-- Excerpted passage --
* * *

# Please Help



## Merlin'sMommy (Feb 10, 2008)

This is with out a doubt one of the hardest things I have had to do. I have fallen on very had times. I am a single mom and my four year old and I are forced to move in with family until I can get back on my feet. I have begged and pleaded for someone to hold on to my dog until I can get back on my feet but I have no option but to give him up. The thought of putting him in a shealter kills me and Im quickly running out of time. I will be in Clarkston Mi for another 5 days. I need to find a good home for my 2yr old retriever. He is fun and lovable and full of energy. Completely potty trained and great with kids. His name is Merlin and he has been a huge blessing to us. If anyone knows of a safe place I can take him please let me know.


----------



## Blondie (Oct 10, 2009)

Prayers coming your way for a solution that works for all of you.


----------



## Laurie (Sep 20, 2009)

What about contacting a local Golden Retriever rescue to see if they can take him.......


----------



## gold'nchocolate (May 31, 2005)

I'm very sorry that you will have to rehome Merlin. I hope someone on this board can help you with this. I've seen it happen many times in the years that I have been a member here. {{{{{{ HUGS }}}}}}


----------



## amy22 (May 11, 2008)

I am so sorry that you are in this position...I hope that you find a great home for him.


----------



## hotel4dogs (Sep 29, 2008)

I'm so sorry. Can you contact his breeder? Most good breeders will take their dogs back at any time, and will find a great home for them.


----------



## Enzos_Mom (Apr 8, 2010)

I'm not too far from you, so I'll pass the word around to people I know. I wish I could take Merlin in myself, but we're also staying with family until things get a little better for us. =(


----------



## Merlin'sMommy (Feb 10, 2008)

Thank you all for the prayers and wishes, Enzo's mom please do I really dont want to take him to a shealter.


----------



## Bogey's Mom (Dec 23, 2008)

Where is MsJennifer? She might be able to help you.


----------



## GoldenJoyx'stwo (Feb 25, 2007)

I'm going to forward the link to this thread to someone. I can't remember exactly where they live, but it's a shot...maybe two!


----------



## hotel4dogs (Sep 29, 2008)

When we saw her at dog bowl she said her computer isn't working. If anyone has phone contact information for her, maybe they can contact her?????

* * *

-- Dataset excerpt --

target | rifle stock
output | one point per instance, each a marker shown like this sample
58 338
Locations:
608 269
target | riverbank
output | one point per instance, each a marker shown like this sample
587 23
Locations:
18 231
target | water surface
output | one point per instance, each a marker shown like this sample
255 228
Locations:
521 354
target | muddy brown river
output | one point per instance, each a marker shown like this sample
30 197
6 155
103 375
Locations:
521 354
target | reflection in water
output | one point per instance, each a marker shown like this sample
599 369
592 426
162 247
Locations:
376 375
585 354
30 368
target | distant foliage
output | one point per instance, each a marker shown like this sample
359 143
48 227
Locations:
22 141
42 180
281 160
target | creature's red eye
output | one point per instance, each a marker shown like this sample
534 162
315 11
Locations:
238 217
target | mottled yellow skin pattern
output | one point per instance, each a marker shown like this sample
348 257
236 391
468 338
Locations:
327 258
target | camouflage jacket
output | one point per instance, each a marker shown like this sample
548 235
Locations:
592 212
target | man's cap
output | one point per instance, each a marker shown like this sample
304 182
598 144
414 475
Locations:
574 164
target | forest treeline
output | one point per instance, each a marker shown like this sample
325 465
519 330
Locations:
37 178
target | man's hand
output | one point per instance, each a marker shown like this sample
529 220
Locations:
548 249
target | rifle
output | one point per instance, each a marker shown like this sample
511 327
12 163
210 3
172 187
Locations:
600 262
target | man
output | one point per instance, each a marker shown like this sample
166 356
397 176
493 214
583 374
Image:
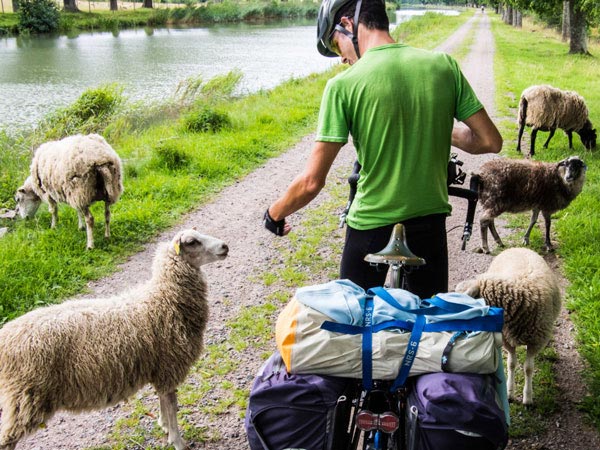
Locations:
399 103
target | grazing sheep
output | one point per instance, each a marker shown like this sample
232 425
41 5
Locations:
89 354
547 108
78 170
520 281
511 185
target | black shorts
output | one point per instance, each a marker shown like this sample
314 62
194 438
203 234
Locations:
426 237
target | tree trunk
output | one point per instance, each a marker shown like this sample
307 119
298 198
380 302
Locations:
70 5
566 21
578 43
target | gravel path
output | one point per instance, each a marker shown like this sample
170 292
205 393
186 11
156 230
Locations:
235 215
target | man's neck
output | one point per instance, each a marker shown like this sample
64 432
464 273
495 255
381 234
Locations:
368 39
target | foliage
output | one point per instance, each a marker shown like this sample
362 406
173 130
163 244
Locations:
38 16
534 55
205 119
89 113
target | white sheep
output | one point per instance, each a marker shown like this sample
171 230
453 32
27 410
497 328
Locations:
520 281
514 185
78 170
547 108
89 354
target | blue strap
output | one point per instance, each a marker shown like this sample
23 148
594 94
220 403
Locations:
390 300
367 345
411 353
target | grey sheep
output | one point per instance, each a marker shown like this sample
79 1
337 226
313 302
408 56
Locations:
78 170
512 185
520 281
89 354
547 108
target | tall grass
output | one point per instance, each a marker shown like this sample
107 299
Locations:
534 55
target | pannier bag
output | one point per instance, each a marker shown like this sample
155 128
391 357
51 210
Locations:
295 411
333 328
448 411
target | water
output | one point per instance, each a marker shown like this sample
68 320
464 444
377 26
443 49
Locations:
39 74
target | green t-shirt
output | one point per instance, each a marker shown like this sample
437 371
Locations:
399 105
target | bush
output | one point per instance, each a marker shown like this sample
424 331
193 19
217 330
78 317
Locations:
38 16
205 120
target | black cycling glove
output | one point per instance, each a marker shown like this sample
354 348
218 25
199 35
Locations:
274 226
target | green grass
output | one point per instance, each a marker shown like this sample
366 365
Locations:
534 55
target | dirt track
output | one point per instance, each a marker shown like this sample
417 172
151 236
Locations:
235 217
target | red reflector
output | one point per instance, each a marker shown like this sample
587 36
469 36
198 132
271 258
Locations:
366 420
388 422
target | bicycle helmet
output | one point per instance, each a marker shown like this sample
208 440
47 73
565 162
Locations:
326 25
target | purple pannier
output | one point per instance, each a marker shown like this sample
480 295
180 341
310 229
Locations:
450 411
292 411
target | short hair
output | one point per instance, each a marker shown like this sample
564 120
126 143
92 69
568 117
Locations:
372 14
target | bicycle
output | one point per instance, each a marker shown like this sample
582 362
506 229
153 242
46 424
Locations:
376 417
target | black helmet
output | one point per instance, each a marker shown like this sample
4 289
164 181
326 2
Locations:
326 25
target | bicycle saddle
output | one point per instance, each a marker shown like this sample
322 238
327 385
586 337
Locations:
396 251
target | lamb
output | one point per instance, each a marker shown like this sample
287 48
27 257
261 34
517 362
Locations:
547 108
520 281
511 185
89 354
78 170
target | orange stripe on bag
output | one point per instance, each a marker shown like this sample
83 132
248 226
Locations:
285 331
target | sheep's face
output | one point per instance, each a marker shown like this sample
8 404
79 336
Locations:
469 287
27 201
572 169
198 249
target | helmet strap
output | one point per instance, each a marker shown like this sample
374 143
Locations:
355 28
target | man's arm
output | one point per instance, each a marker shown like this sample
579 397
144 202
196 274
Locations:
479 136
307 185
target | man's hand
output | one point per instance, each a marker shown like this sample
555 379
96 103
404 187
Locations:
277 227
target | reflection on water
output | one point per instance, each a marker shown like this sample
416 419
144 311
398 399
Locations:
38 74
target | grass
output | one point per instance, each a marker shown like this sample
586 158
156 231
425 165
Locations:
534 55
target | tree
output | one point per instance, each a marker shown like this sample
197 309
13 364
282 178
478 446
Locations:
578 29
38 16
70 5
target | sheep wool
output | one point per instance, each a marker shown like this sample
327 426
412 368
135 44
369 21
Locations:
547 108
521 282
514 185
89 354
78 170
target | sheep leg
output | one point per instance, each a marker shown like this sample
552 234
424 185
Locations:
20 417
534 215
53 211
547 220
511 363
495 233
552 130
528 369
570 136
106 220
89 227
533 136
168 409
521 128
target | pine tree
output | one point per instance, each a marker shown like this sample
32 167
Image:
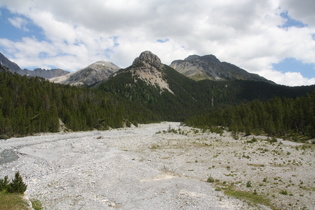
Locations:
17 185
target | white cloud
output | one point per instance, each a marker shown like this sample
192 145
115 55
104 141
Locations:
288 78
244 32
19 22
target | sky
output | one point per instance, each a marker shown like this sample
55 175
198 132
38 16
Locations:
272 38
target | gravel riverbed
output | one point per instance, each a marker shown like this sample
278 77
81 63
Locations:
159 166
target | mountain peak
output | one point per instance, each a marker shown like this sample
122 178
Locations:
209 67
205 58
147 58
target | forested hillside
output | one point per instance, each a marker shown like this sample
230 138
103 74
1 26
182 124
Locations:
32 105
276 117
191 97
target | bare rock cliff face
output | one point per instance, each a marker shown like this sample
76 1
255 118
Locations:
149 68
89 76
148 59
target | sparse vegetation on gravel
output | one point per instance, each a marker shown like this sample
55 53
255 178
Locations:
180 165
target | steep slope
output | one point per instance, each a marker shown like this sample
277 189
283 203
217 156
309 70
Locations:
35 73
209 67
38 72
157 86
88 76
173 96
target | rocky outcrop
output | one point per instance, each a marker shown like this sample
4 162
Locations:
9 64
147 58
149 68
38 72
13 67
89 76
209 67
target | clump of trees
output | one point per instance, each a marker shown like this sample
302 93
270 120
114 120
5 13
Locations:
276 117
15 186
33 105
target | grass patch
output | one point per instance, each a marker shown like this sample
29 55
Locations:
251 197
12 201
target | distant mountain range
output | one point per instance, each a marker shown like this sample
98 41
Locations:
194 67
209 67
88 76
146 91
173 96
35 73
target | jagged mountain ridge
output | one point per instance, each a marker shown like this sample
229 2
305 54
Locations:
38 72
173 96
209 67
88 76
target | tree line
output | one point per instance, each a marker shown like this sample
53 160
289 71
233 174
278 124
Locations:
32 105
275 117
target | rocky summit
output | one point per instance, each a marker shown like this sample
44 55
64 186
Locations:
147 58
148 68
88 76
209 67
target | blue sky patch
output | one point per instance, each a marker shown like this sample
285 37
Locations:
290 22
14 33
162 40
294 65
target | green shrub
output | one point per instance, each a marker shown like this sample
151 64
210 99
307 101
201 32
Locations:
4 183
249 184
210 180
17 185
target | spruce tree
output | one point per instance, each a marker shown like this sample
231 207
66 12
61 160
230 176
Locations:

* * *

-- What to produce --
Can you return, word for word, the part of the forum thread about Merlin that opens with the words containing "I'm very sorry" and closes with "(May 11, 2008)"? The listing is separate material, not part of the forum thread about Merlin.

-- The solution --
I'm very sorry that you will have to rehome Merlin. I hope someone on this board can help you with this. I've seen it happen many times in the years that I have been a member here. {{{{{{ HUGS }}}}}}


----------



## amy22 (May 11, 2008)